### OBJECTIVE 1
Answer these questions about the knitting forum thread:
(a) Besides Walmart, which two stores does heffernb say did the same thing with yarn?
(b) Who taught lcs113 to knit?
(c) For how many years did Finnsbride teach knitting at Community Ed?
### OBJECTIVE 2
Give the next post in the knitting forum thread, following on from its last reply.

— START DOCUMENT SEGMENT —

BTW there was a selection of photos in the local newspaper and a teenage girl was sitting on Southsea beach,knitting with her back to the camera. You had to be sharp-eyed to notice the yarn and needles as the bottom part of her bikini had slipped down revealing a lovely place to rest your needles. I noticed the needles first. I wish I knew how to post the photo but they are all copyright to the News.


----------



## heffernb

I used to think maybe no one knits anymore too, but looking at all the new yarns coming out I don't think that is the case. Companies are not going to develop new yarn and stores are not going to increase their yarn space if they don't expect to make a profit. Was in my sorry, old, small Walmart the other day and they increased their yarn space and are carrying some really nice yarns that they did not carry before. Ditto Michaels and Joanns.


----------



## lcs113

1. How old are you? 57
2. Which country were you born? US
3. Did you teach your kids to knit? Yes.
4. At what age did you start knitting? Learned when I was about six, stopped at around 10, knit again in college then didn't knit again til 2000. Have been completely addicted since 2000.
5. Do you crochet as well as knit? No, but would love to learn!
6. Who taught you to knit? My grandmother.


----------



## Finnsbride

Ozzie Jane said:


> It seems that the last 2 generations are not too interested in knitting which is a shame. I tried to teach my daughter when she was about 6 but she was not interested. She is now 34.
> 
> I would love to do a survey on this forum to find out the different age groups, what age they started to knit and if they have children, did they teach their skills to their kids.
> 
> It would also be interesting to find out at what age people started knitting. In a nutshell:
> 1. How old are you?
> 2. Which country were you born?
> 3. Did you teach your kids to knit?
> 4. At what age did you start knitting?
> 5. Do you crochet as well as knit?
> 6. Who taught you to knit?
> 
> I will keep this topic open for 2 weeks to give everyone a chance to participate (if they wish to). I will monitor, analyse and report find,ings in 3-4 weeks time. I hope you will participate.


1. 68
2. USA
3. Yes but they don't knit. I did teach knitting at Community Ed for 7 years. There was an average of 20 students a year and easily half went on to become knitters who stayed with the craft.
4. 5, 17,29
5. yes but not well
6. My grandma, my aunt, a friend and KP'ers


----------



## sophie11

MelissaC said:


> How old are you? 32
> 2. Which country were you born? USA
> 3. Did you teach your kids to knit? Not yet, because they're too young.
> 4. At what age did you start knitting? 29
> 5. Do you crochet as well as knit? Yes, I just started
> 6. Who taught you to knit? The Internet
> 
> Many of my friends knit and/or crochet. There's a knitting club at my college. I think fiber art is here to stay.


74
Grand Rapids Michigan USA
Taught one daughter
26
Do not crochet
Taught by neighbor who was from England. She taught me the basic mitten then I took over and knit by trial and error. Did not know dpn were hard to learn same with circ. Just dove in and did it.

— END DOCUMENT SEGMENT —
— START DATASET EXCERPTS —

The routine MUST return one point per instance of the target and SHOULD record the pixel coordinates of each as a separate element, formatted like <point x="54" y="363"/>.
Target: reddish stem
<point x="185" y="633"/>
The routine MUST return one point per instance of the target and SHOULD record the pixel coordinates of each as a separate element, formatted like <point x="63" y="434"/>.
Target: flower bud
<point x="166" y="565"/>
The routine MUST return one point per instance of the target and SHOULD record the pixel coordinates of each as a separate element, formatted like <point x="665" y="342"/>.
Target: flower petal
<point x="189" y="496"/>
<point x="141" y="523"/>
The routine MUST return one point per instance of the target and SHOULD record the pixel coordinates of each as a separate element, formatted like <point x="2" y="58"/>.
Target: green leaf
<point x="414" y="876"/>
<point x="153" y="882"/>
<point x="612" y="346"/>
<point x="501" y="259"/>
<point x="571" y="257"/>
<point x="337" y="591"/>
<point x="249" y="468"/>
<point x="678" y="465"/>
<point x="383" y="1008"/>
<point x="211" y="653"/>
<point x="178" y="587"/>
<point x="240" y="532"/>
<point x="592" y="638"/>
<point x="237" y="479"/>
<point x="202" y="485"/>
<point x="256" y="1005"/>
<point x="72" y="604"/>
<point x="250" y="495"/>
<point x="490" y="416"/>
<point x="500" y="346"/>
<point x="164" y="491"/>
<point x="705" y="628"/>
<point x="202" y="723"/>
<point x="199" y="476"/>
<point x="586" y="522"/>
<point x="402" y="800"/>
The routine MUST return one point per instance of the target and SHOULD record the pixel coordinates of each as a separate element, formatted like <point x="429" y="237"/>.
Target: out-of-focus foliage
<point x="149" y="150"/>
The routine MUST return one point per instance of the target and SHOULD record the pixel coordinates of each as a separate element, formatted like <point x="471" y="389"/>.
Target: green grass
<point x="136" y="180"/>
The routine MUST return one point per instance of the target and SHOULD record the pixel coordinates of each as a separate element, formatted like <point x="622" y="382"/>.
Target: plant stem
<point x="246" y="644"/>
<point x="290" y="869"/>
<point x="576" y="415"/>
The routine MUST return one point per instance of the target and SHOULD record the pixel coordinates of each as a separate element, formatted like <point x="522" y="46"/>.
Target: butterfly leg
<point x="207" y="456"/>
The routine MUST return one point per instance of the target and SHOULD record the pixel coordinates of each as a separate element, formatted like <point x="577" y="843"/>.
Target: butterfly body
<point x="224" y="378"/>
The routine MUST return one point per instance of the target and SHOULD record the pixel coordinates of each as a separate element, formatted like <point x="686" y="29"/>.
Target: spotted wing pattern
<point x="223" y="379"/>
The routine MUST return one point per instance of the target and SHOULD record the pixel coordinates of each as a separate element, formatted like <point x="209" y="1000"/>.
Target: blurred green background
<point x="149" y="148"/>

— END DATASET EXCERPTS —

### RESULT 1
(a) Michaels and Joanns
(b) Her grandmother
(c) 7 years

### RESULT 2
----------



## past

I am 53 yrs old.
Born and raised in the USA.
My daughter wasn't interested in learning, but recently at age 31 she taught herself to crochet and complained that her mother didn't teach her while she lived at home. Her choice, not mine. 1st grand is coming in October. I hope to teach him to knit/crochet when he gets older.
My grandmother taught me to knit and crochet starting about age 8 or 9. I never thought my mom knit or crochet, but recently found out that the scarves and mittens we had as kids were knit by my mom.


----------



## scottishlass

1. How old are you? ( as dirt) 70
2. Which country were you born? SCOTLAND
3. Did you teach your kids to knit?,,TRIED ( daughter was not interested)
4. At what age did you start knitting? NINE
5. Do you crochet as well as knit? NO
6. Who taught you to knit? WAS TAUGHT IN PRIMARY(GRADE) SCHOOL also taught to sew


----------



## micra

I think knitting is a dying craft especially when you consider the price of wool when you can go to a depatment store and buy an article much cheaper. I was born in england and my aunt taught me to crochet whilst visiting from australia. I taught myself to knit a few years ago [about 20 yeas ago] I do a market once a year and do quite well but people mostly buy knitted toys not baby things as the young ones do not like hand washing I think. I know my daughter dose not although she has no interest in knitting or any other craft. She states she has no time with working etc. By the way I am 62 years old and am noticing by your replies that most of us are older.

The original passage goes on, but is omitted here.